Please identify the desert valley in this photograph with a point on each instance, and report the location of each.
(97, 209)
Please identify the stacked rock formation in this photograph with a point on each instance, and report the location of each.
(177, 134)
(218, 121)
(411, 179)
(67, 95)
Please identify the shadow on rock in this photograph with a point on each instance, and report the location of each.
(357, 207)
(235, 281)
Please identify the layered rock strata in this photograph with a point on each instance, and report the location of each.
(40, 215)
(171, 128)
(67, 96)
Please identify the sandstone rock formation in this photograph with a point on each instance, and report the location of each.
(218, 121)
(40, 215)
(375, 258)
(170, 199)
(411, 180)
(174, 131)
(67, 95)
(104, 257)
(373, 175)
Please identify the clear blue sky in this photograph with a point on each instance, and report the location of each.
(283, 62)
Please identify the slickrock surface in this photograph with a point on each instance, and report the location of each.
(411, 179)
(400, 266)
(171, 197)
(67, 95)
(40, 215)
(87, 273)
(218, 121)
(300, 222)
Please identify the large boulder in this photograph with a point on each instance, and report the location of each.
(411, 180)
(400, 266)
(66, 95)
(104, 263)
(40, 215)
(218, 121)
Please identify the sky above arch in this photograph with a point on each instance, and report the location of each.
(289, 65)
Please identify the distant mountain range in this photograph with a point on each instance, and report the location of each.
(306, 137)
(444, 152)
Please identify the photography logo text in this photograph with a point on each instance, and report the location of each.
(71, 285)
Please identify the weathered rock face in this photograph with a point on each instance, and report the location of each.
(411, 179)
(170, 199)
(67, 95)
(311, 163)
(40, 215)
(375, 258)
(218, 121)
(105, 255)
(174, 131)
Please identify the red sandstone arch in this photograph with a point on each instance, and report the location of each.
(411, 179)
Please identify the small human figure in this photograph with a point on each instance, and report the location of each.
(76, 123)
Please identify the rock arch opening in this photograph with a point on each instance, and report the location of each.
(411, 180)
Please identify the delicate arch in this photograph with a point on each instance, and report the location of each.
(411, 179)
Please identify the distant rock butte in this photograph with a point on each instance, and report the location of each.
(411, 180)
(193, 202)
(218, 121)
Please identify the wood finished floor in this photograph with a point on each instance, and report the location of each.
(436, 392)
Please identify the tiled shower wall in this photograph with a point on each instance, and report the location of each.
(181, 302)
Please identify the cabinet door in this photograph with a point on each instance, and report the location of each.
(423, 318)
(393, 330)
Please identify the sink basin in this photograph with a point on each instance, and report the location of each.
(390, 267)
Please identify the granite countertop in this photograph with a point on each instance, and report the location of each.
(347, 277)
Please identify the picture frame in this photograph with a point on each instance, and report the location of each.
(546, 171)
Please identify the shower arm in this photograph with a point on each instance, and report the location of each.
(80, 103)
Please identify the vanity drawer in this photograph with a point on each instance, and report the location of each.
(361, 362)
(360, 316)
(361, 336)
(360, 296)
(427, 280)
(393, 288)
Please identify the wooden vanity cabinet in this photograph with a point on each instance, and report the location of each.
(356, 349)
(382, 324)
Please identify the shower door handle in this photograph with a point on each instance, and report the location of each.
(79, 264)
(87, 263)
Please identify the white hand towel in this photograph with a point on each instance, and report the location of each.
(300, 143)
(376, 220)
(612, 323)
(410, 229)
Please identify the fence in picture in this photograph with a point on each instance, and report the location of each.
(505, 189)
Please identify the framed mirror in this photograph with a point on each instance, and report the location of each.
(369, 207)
◇ ◇ ◇
* **Given exercise**: Can you convert every entry above into a numbered list, leaving out any blank lines?

* **Written response**:
1. Please identify the desert valley in this photograph with a point on each instance, and report the location of each.
2. (97, 209)
3. Please identify the stacked rock formation in this photograph with a point on each instance, and report the location of each.
4. (177, 134)
5. (218, 121)
6. (411, 179)
7. (67, 95)
8. Please identify the shadow on rock in this photograph with a point on each instance, and report the location of each.
9. (357, 207)
10. (235, 281)
11. Please identify the layered rock strata in this photograph with a point on each instance, and report the location of each.
12. (40, 215)
13. (171, 128)
14. (67, 96)
15. Please identify the sandstone rock formation in this photograph with a point on each instance, and report the location of each.
16. (218, 121)
17. (40, 215)
18. (375, 258)
19. (170, 199)
20. (411, 180)
21. (174, 131)
22. (67, 95)
23. (104, 257)
24. (373, 175)
25. Please identify the clear blue sky in this photograph with a point on each instance, and report the location of each.
26. (283, 62)
27. Please identify the slickrock surface in this photograph with a point on each instance, and report the location of each.
28. (411, 179)
29. (400, 266)
30. (171, 197)
31. (67, 95)
32. (40, 215)
33. (87, 273)
34. (218, 121)
35. (300, 222)
36. Please identify the large boulder in this photograph with a point on each instance, and report the location of each.
37. (411, 180)
38. (400, 266)
39. (66, 95)
40. (104, 263)
41. (40, 215)
42. (218, 121)
43. Please identify the sky above arch in this photograph with a point on each instance, and report the location of each.
44. (289, 65)
45. Please identify the distant mountain range in this photograph with a point on each instance, and report the location of each.
46. (306, 137)
47. (444, 152)
48. Please identify the photography logo text in this photograph with a point on each instance, and report the location of each.
49. (71, 285)
50. Please identify the weathered rock face in this photograph with a point on each instance, and report the location of each.
51. (411, 179)
52. (170, 199)
53. (67, 95)
54. (311, 163)
55. (40, 215)
56. (375, 258)
57. (218, 121)
58. (105, 255)
59. (174, 131)
60. Please identify the red sandstone arch in this photograph with a point on each instance, and report the location of each.
61. (411, 179)
62. Please identify the small human figure in this photograph with a point on each instance, and report the location of each.
63. (76, 123)
64. Please identify the rock arch opening in this photograph with a point on each instance, and report the location of each.
65. (411, 180)
66. Please identify the delicate arch in this photograph with a point on each instance, and report the location of each.
67. (411, 179)
68. Please identify the distant rock butte in this photograph with a point on each instance, and report the location of each.
69. (411, 180)
70. (193, 202)
71. (218, 121)
72. Please identify the wood finished floor in this photograph with a point on each instance, and report the location of each.
73. (436, 392)
74. Please identify the tiled shower wall in this photograph with a point on each instance, and report the location of each.
75. (181, 302)
76. Please identify the cabinet door in this photograph with a point on each instance, and report the location of each.
77. (423, 318)
78. (393, 330)
79. Please identify the sink basin in this photograph with a point on each instance, and report the location of each.
80. (390, 267)
81. Please identify the granite countertop in this photograph with a point on each instance, and report the location of each.
82. (347, 277)
83. Please identify the picture frame in this photograph with a point on each instance, and report the location of each.
84. (546, 171)
85. Please identify the shower arm in this photograph with a point on each instance, and report the location of each.
86. (80, 103)
87. Please identify the vanity drawer in this photograph with a point on each instance, and report the location of each.
88. (361, 362)
89. (360, 316)
90. (361, 336)
91. (360, 296)
92. (427, 280)
93. (393, 288)
94. Please identify the wooden vanity cabinet in this photograph with a point on each instance, and report the location of each.
95. (356, 349)
96. (382, 324)
97. Please identify the shower door handle in this photograph with a point on each instance, and report the location of each.
98. (79, 264)
99. (87, 263)
100. Please identify the white hand towel in this photograph with a point on each instance, and report the location of each.
101. (300, 143)
102. (376, 220)
103. (612, 323)
104. (410, 229)
105. Please identify the fence in picture in this photograph with a point on each instance, and report the location of each.
106. (505, 189)
107. Please identify the framed mirror in this photograph with a point on each instance, and report the location of each.
108. (369, 207)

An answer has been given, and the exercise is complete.